● Stated goal 1: Copy the part of the classroom passage starting at "This word, I" and ending at "offensive to me.", word for word.

● Excerpt:
++++++++
This time, I happened to walk in on a lesson on “different types of people.” Mme Jiata had already been through the whole thing once and so she shoved me in front of the class and told me what questions to ask. First question: what did God create on earth? The kids already knew what to say and all thrust their little hands into the air, snapping their fingers and bouncing out of their seets, shouting the familiar chorus of madame! madame! L’EAU, they all said, LES ARBRES…. ET LES PERSONNES! How many different types of people are there? I was then told to ask. DEUX! they all answered. LES GARCONS ET LES FILLES! Then came the interesting question. How many different colors of people are there? I asked the children. It took them a few moments as they counted the little circles of color that Madame Diatta had drawn on the board behind me. CINQ! they all said. Black, white, brown, yellow and red. What color am I? Madame Diatta asked. NOIRE! they all shouted. And what color is she? Madame Diatta asked coming over to put her arm around my shoulders. BLANCHE! they all screamed. Who are the black people? Madame Diatta asked. Ce sont les afri…. CAINS! And who are the white people? She asked. Ce sont les…. TUBABS!
This word, I know for a fact, is one that every little kid in that classroom knew (while I would have some doubts that they all knew the word ‘africain’) as I have yet to be able to walk the streets of Sebikotane without be greeted by a chorus of “tubab! tubab!” I have racked and racked my brains trying to understand exactly it is that makes shouting tubab! a never-ending, irresistible source of entertainment for little kids here, and even some adults. And also what exactly the cultural difference is that makes this phenomenon totally OK to the Senegalese, but somehow deeply bothersome and even offensive to me.
++++++++
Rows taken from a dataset
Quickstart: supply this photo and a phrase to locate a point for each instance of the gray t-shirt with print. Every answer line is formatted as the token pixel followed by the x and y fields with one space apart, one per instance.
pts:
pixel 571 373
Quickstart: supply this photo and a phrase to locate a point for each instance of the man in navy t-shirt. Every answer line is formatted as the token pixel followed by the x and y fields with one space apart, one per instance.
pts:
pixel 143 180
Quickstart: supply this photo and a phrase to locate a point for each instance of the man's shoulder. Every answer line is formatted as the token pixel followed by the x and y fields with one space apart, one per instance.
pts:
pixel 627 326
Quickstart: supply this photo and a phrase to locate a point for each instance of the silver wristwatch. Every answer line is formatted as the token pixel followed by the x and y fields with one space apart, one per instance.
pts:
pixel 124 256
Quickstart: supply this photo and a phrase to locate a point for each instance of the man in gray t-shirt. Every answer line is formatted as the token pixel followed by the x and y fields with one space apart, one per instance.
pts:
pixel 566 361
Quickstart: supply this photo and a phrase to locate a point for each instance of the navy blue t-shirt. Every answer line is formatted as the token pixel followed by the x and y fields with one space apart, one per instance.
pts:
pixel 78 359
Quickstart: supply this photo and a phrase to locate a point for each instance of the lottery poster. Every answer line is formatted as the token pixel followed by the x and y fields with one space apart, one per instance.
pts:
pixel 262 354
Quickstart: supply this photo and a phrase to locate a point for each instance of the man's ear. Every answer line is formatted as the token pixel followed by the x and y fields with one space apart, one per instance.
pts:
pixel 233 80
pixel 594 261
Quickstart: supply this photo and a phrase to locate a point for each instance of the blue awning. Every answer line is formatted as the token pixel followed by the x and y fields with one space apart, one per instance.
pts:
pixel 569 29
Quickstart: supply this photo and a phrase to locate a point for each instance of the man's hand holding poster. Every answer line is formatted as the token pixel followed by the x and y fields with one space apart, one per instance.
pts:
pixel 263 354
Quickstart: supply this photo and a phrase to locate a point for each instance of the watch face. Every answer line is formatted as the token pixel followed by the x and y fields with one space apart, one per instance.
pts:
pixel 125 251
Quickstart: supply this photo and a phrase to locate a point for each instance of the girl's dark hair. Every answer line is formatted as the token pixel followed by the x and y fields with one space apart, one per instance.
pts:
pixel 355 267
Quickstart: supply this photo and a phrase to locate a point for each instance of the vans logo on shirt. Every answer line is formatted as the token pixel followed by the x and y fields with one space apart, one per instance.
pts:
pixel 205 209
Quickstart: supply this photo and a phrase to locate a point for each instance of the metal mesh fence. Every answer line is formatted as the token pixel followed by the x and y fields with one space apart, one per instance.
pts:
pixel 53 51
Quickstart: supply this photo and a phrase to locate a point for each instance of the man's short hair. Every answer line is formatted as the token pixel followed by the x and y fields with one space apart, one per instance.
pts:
++++++++
● Stated goal 2: In the listing, turn the lines starting at the one that contains "the man's hand" and ending at the one that contains "pixel 263 354", both included, into a JSON list of strings with one string per line. Leave out blank lines.

● Task solution 1:
This word, I know for a fact, is one that every little kid in that classroom knew (while I would have some doubts that they all knew the word ‘africain’) as I have yet to be able to walk the streets of Sebikotane without be greeted by a chorus of “tubab! tubab!” I have racked and racked my brains trying to understand exactly it is that makes shouting tubab! a never-ending, irresistible source of entertainment for little kids here, and even some adults. And also what exactly the cultural difference is that makes this phenomenon totally OK to the Senegalese, but somehow deeply bothersome and even offensive to me.

● Task solution 2:
[
  "Quickstart: supply this photo and a phrase to locate a point for each instance of the man's hand holding poster. Every answer line is formatted as the token pixel followed by the x and y fields with one space apart, one per instance.",
  "pts:",
  "pixel 263 354"
]